Data listing

===

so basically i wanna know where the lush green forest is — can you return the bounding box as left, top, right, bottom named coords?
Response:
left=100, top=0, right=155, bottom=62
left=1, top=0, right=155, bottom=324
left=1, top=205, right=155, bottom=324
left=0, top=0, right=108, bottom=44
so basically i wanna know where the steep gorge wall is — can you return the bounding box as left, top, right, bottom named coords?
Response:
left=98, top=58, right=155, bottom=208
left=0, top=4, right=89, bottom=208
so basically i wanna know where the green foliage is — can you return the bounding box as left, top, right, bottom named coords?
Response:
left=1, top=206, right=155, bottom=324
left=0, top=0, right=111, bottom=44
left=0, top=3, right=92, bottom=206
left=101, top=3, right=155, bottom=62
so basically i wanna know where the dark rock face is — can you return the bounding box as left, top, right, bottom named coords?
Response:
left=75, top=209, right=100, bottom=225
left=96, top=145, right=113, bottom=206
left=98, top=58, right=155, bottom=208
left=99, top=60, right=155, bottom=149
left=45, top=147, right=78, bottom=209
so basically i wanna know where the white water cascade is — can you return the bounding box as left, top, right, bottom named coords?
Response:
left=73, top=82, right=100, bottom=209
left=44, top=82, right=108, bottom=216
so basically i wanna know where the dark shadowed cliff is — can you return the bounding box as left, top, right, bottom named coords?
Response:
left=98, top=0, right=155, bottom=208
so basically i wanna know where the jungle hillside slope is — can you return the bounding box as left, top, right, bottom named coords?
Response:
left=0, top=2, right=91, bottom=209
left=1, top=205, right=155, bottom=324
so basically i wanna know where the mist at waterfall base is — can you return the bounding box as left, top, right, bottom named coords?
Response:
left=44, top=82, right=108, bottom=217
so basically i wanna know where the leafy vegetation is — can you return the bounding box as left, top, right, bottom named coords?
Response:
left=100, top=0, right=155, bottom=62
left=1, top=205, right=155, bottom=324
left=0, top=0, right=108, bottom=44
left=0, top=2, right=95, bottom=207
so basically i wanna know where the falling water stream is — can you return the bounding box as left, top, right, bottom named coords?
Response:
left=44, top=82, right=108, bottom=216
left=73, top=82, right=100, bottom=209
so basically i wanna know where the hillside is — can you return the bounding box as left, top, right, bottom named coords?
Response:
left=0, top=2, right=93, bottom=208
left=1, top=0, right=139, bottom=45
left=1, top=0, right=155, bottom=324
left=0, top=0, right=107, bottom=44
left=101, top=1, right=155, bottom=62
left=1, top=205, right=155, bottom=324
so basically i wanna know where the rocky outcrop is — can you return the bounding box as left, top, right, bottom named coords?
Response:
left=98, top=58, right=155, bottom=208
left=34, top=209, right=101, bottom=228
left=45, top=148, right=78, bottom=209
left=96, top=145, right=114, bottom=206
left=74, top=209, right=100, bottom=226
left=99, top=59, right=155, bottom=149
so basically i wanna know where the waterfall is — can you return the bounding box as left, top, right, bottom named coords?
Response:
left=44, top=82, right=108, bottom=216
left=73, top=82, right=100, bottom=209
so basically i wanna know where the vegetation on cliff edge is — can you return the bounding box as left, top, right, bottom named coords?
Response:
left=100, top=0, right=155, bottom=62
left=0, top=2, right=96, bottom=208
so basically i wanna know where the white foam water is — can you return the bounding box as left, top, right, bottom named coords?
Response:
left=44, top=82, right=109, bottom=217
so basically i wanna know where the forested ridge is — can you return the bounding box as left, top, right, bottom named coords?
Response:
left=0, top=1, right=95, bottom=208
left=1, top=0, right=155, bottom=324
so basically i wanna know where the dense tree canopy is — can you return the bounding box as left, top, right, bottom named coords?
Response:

===

Assignment
For every line in the listing above that mentions the word "waterfall", make a copy.

The completed task
so basically i wanna know where the mist at waterfall base is — can you return the bounding box as left, top, right, bottom named coords?
so basically i wanna know where the waterfall is — can you return the bounding box as left, top, right, bottom named coords?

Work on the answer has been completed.